» EXCERPTED TEXT
▼

So, by the time Wednesday turns into Thursday, the metrics look great - 3 days logged. In fact, the situation is dire: we are going to spend another week on the task, and most likely push a ton of stuff into the next sprint.
However, why don't we ask engineers to update time remaining? Surely, they know how much work is still outstanding, and can adjust the estimate accordingly.


Well, they don't always know. If you spent enough time in the industry, you must have heard the dreaded phrase "90% complete" only to discover that the remaining 10% have a life of their own.

This is the reason time logging paints too good a picture. It usually shows how much time is spent on tasks, which does not necessarily help with figuring out the health of a sprint.

Logging tasks - better than it looks


A more traditional school of thought is burning the sprint down only when tasks get completed.

▲

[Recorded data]
▼

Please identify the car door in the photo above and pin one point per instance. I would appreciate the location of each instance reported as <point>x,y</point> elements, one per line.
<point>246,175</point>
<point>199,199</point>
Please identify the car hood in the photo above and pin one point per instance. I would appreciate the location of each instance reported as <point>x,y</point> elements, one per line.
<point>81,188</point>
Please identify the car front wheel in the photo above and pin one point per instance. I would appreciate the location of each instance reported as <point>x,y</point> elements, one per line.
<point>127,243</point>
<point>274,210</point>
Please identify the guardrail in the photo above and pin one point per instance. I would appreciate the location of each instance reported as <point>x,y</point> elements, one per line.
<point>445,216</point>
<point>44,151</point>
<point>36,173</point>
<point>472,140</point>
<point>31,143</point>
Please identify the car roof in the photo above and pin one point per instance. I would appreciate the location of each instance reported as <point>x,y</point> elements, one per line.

▲

» YOUR TASKS
(a) What does time logging usually show, according to the text on sprint tracking?
(b) Resume the text on sprint tracking after its last sentence.
The recorded data is not needed.

» YOUR RESPONSES
(a) How much time is spent on tasks.

(b)
This has a strong statement behind it: I do not care whether 80% or 67.5% of a task is complete; I only care when its acceptance criteria are ticked of, and it is declared as done.

It's definitely more honest, but it does have a couple of weaknesses:

a) It does not cope well with large stories. There's no insight from the burndown chart on how they're getting on, and the longer the story is, the more opaque it becomes. In worst cases, we end up getting the sordid picture below:




b) It is susceptible to minor roadblocks. E.g. a defect is solved, committed, and ready to be validated, but there is no environment to validate it on; in the meantime, the burndown chart flatlines.

However, honesty trumps visibility, while, on the other hand, these weaknesses can be overcome.

For starters, there are many other good reasons to avoid large tasks. They usually are a symptom of planning gaps, so one could argue that with proper homework, we don't need to worry about tracking those, and problem a does not exist.

As for minor roadblocks: there is a variety of tactics for getting them out from the way, but no single recipe. I usually prefer constructing stories with as few external dependencies as possible exactly for tracking purposes.

Another benefit of burning down only on task completion - it's less onerous on the engineers. This way they spend less time on bookkeeping and more time on doing useful work.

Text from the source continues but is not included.